Hacker News new | ask | show | jobs
by mrbig4545 4008 days ago
I never figured it out, we could do everything we need in production with LXC, puppet, carton and perlbrew. Combined with a vagrant box for dev, we have no issues.

Although I do use docker to run deluge in a container with openvpn on my home pc, but only because someone else had gone to the trouble of writing the dockerfile and getting it to work.

It seems to break a lot though, when I have time I'm going to get rid of it and replace it with a systemd-nspawn container, because there's less handwaving involved and I can get it to work correctly.

3 comments

> I never figured it out, we could do everything we need in production with LXC, puppet, carton and perlbrew. Combined with a vagrant box for dev, we have no issues.

Would you feel differently if you hadn't already ramped up on all those technologies?

What I mean is that since docker sort of overlaps with much of what people are doing with configuration management, containers, build/packaging systems, and virtualization, it has the potential to reduce the complexity of the stack. If someone's starting fresh, they can potentially avoid having to learn to use and deploy some or all of those different components and just go with docker.

Extracted material –
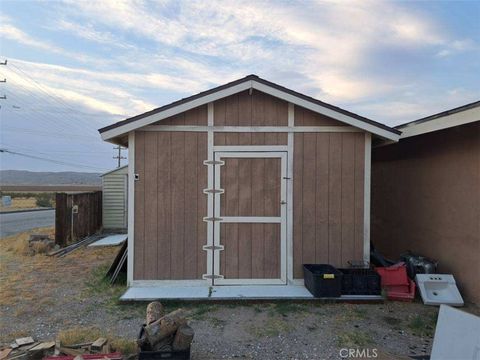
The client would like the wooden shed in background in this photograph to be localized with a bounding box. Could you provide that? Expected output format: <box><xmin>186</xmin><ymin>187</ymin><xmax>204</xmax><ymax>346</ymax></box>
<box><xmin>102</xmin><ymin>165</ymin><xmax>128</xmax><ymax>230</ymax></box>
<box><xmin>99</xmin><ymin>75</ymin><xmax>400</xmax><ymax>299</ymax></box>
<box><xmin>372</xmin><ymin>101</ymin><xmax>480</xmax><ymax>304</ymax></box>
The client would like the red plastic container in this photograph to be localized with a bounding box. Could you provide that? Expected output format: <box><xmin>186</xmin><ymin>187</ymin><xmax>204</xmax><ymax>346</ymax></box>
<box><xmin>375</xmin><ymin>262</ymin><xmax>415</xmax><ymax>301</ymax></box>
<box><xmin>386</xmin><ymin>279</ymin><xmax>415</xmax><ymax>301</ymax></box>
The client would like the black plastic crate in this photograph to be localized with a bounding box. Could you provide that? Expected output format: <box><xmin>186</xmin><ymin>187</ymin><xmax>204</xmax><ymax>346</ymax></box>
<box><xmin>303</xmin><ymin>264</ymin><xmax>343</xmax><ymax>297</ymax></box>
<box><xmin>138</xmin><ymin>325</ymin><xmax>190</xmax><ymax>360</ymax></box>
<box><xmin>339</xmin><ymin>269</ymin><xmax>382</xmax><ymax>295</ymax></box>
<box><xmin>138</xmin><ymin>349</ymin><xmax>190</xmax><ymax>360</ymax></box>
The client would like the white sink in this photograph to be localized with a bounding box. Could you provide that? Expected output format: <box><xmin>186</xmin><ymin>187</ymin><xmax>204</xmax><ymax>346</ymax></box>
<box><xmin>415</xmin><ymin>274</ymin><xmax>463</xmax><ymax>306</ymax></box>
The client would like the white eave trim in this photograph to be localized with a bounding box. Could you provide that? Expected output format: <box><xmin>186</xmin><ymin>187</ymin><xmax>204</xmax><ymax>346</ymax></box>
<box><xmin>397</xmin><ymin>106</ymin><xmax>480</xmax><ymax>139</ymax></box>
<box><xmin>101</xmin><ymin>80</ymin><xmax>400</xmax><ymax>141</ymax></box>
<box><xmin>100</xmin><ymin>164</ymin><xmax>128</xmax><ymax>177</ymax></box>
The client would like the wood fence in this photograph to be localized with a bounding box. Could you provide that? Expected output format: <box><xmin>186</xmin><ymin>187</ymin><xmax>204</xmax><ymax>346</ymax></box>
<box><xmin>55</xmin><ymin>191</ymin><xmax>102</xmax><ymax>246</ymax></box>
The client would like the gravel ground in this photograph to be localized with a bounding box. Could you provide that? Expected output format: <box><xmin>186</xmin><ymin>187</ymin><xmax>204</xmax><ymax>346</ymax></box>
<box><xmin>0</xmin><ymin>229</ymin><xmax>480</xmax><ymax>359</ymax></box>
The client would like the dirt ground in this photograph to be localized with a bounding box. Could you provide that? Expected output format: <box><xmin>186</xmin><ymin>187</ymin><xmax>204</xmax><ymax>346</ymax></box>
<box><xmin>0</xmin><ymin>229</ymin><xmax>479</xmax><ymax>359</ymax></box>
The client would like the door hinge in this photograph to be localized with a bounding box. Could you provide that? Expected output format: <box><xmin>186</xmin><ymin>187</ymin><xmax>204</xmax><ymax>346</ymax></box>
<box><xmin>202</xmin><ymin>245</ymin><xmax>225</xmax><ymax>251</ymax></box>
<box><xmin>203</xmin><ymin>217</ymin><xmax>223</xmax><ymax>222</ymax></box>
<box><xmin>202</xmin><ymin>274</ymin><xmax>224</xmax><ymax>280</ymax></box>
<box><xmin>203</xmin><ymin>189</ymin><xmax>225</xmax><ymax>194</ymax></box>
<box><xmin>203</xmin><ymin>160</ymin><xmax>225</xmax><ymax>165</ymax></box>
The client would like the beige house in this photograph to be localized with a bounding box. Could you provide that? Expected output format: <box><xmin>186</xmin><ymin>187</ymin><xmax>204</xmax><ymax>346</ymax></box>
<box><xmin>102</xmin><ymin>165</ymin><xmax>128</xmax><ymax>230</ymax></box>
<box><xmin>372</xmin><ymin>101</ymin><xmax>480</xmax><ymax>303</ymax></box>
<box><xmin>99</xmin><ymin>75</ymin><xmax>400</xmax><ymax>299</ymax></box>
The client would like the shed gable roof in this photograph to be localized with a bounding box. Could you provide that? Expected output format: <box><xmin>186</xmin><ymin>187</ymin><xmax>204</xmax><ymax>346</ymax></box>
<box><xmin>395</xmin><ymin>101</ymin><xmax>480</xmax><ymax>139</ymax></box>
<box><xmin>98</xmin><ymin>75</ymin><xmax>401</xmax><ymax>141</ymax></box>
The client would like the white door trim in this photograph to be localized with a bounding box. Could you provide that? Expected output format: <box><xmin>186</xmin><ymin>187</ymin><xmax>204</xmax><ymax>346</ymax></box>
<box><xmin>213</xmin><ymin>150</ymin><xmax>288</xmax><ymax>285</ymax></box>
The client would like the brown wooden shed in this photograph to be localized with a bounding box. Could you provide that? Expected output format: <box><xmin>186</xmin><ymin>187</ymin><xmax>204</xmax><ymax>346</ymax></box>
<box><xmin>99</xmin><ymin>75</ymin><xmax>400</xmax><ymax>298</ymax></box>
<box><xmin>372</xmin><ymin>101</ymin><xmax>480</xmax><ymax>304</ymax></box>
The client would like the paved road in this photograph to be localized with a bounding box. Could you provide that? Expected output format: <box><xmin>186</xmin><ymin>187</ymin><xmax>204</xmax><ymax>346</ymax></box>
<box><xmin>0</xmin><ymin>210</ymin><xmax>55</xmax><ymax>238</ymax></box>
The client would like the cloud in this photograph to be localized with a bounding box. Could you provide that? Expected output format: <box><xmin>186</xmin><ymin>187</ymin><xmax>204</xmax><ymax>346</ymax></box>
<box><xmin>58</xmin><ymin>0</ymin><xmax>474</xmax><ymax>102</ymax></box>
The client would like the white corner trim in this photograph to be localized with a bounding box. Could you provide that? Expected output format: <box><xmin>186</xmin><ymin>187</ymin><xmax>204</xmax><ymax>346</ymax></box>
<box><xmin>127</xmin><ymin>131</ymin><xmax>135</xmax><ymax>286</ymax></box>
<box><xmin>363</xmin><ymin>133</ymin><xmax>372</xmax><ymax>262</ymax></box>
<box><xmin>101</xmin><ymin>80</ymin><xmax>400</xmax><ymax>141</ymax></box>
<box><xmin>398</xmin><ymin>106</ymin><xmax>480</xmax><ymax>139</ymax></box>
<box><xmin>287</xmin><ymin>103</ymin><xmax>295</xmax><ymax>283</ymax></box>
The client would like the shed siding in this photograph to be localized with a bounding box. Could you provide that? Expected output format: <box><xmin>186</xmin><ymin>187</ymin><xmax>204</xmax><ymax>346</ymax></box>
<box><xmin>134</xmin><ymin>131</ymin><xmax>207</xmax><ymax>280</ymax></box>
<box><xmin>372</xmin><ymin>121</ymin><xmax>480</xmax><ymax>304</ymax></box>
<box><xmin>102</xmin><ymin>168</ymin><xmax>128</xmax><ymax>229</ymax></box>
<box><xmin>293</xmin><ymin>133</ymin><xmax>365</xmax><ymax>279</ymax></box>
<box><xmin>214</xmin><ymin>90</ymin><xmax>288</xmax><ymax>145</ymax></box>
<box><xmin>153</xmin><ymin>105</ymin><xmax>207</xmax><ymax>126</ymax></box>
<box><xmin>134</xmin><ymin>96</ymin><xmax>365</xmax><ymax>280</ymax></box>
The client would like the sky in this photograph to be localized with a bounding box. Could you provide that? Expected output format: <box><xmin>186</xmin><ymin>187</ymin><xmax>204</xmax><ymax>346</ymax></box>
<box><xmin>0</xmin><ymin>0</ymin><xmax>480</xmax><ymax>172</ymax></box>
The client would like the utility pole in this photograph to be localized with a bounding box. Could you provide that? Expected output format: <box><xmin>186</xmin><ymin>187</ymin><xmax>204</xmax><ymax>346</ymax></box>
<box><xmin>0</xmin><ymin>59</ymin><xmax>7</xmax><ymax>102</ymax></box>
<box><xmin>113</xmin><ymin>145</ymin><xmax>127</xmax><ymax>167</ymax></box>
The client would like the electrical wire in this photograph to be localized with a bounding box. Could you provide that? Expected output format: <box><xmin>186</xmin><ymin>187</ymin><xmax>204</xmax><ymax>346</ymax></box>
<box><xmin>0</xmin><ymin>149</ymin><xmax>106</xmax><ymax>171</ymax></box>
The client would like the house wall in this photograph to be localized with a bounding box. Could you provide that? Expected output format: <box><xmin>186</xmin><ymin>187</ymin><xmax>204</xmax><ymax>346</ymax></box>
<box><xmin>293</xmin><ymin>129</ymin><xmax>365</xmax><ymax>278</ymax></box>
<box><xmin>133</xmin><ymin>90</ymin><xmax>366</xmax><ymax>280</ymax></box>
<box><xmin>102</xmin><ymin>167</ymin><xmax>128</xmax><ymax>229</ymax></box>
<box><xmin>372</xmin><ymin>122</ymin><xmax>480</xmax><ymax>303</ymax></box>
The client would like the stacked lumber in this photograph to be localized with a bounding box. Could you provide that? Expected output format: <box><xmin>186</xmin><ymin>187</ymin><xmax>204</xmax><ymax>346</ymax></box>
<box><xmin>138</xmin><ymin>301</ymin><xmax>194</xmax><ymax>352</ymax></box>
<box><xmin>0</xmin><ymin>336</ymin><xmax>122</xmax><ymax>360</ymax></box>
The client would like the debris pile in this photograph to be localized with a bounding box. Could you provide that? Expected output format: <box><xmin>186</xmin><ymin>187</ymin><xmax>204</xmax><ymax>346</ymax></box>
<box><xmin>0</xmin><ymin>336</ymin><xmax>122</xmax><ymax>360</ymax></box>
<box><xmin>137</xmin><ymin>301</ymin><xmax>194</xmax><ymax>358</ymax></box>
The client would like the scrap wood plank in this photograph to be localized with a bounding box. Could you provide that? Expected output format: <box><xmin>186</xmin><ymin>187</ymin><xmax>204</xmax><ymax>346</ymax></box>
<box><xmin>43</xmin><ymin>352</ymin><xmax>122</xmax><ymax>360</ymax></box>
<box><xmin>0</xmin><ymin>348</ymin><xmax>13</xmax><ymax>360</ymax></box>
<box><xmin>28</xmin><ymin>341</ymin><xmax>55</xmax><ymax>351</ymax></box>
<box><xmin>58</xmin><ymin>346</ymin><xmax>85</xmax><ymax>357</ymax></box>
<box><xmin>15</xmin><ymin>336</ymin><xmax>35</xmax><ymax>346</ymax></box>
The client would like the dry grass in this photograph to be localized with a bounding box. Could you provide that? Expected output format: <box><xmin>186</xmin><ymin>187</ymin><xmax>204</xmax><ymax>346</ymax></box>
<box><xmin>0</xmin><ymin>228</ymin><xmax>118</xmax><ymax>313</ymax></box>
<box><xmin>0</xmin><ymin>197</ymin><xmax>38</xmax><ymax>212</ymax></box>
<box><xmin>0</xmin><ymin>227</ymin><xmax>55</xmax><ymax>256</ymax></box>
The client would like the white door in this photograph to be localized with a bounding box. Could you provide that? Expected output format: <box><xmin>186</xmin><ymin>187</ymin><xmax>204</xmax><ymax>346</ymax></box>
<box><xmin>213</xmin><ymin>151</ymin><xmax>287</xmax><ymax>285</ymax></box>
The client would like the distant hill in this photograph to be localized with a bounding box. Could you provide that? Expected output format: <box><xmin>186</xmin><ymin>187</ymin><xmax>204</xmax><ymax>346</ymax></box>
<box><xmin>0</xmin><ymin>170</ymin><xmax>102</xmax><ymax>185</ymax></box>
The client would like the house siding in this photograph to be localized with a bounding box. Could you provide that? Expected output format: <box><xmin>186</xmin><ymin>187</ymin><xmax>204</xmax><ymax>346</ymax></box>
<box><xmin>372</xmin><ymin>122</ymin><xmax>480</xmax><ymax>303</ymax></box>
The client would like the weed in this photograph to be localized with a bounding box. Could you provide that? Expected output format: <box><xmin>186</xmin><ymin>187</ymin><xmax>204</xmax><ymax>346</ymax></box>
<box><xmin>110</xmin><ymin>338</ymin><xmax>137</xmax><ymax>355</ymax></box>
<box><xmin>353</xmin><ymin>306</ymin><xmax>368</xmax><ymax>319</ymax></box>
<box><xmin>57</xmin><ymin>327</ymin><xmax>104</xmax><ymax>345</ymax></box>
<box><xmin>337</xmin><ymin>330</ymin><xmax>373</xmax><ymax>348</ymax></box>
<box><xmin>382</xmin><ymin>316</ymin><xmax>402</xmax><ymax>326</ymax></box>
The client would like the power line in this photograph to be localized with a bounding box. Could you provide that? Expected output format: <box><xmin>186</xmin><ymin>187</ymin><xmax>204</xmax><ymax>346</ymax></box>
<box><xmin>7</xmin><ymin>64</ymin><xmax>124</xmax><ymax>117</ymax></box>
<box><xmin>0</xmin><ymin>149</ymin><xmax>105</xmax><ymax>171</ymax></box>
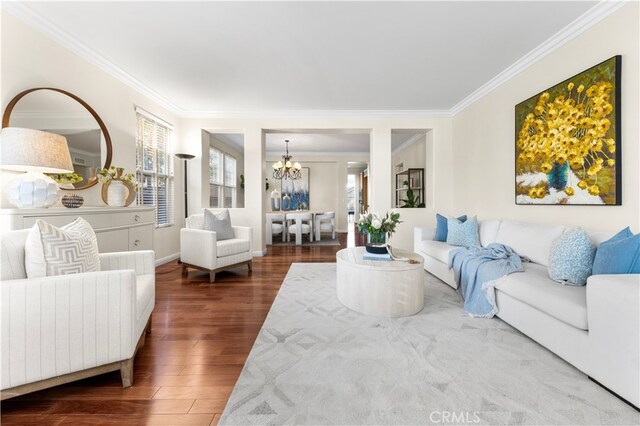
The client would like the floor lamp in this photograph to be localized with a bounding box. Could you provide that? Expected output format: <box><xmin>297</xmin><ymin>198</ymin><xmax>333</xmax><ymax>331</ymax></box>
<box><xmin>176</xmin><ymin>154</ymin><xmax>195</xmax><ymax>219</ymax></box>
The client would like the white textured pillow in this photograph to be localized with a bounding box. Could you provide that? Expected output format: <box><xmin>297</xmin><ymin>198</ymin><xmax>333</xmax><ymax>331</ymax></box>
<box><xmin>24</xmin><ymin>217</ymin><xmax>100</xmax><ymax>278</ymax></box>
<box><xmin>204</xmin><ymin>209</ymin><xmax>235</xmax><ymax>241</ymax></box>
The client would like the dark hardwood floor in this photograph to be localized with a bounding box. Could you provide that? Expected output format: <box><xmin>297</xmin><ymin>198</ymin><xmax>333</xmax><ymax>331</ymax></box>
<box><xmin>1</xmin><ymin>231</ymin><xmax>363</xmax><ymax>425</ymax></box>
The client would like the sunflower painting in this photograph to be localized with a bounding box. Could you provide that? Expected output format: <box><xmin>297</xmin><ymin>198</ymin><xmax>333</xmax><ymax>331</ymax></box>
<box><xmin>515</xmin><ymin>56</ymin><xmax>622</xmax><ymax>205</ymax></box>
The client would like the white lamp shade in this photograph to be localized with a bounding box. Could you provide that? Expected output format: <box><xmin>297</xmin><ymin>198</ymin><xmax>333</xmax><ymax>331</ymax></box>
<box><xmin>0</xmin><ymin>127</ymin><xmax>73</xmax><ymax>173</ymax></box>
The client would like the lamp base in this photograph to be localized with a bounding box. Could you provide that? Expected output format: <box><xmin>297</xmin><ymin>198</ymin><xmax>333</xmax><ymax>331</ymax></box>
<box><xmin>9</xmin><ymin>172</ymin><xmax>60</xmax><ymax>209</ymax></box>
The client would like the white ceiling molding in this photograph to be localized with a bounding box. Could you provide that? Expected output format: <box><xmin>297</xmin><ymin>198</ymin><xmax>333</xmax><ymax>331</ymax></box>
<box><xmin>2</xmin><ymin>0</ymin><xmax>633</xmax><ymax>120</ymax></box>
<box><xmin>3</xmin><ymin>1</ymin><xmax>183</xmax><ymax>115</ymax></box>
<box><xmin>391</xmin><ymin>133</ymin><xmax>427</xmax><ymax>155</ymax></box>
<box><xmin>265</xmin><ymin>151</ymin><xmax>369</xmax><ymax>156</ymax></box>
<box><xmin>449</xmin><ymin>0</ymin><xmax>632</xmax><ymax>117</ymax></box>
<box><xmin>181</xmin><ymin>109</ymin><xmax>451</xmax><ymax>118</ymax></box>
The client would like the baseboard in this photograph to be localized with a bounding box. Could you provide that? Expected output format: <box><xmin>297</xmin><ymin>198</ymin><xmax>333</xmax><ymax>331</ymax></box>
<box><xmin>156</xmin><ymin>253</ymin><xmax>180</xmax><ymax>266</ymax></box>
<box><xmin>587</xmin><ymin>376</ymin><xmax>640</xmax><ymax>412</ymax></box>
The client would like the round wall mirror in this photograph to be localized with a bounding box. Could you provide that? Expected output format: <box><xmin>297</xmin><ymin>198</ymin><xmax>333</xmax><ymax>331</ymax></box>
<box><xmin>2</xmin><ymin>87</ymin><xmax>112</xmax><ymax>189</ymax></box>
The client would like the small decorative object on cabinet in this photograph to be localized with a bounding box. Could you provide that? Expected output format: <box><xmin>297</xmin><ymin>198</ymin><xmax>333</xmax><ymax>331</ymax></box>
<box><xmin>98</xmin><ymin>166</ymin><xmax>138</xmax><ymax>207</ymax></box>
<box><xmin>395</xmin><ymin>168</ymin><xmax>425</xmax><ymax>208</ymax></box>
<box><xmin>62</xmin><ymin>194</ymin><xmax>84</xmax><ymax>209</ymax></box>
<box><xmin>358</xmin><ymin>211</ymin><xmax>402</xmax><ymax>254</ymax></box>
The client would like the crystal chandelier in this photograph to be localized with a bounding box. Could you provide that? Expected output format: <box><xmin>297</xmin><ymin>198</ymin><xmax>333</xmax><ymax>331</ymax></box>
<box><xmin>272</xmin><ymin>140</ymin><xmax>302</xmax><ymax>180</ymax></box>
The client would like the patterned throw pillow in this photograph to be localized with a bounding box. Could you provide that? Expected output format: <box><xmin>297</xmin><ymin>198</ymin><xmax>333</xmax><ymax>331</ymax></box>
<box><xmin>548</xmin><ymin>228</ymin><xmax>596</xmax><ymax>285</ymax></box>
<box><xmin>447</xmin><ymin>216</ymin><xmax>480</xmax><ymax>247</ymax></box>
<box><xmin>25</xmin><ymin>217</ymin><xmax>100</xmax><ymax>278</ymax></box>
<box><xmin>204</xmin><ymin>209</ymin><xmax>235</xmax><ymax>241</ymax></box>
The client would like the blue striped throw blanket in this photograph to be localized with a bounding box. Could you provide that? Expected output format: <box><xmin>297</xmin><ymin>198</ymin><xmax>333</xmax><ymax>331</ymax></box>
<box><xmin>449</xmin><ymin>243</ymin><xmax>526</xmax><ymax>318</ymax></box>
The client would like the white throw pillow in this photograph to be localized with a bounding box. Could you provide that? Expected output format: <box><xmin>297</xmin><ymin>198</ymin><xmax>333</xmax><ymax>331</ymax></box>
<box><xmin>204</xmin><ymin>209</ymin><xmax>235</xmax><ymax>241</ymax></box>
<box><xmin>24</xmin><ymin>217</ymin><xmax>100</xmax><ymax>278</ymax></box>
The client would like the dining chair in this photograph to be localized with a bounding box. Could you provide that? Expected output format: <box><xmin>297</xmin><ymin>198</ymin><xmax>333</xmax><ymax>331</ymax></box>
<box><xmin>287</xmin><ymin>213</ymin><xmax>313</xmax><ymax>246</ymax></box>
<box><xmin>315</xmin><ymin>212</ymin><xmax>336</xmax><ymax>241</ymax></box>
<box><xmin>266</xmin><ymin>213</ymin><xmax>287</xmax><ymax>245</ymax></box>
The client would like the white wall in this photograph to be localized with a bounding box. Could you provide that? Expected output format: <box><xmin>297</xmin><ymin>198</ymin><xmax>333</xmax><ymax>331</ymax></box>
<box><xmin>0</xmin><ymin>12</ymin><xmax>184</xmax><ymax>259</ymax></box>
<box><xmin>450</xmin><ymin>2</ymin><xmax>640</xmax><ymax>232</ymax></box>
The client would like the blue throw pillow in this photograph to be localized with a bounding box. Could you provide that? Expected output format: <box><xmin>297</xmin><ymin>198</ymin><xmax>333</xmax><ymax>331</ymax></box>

Problems to work on –
[1] In the Hacker News thread about docker, what does the first commenter run in a docker container with openvpn on a home PC?
[2] Continue the Hacker News thread about docker from where it stops.

Results by task –
[1] Deluge.

[2]
> Although I do use docker to run deluge in a container with openvpn on my home pc, but only because someone else had gone to the trouble of writing the dockerfile and getting it to work.

That's actually pretty cool.

Could you post a link to the Dockerfile for the deluge/openvpn container?

I have a VM setup with transmission/openvpn since I was having issues getting the VPN to work with Docker's networking and it was just easier to use a standard VM instead.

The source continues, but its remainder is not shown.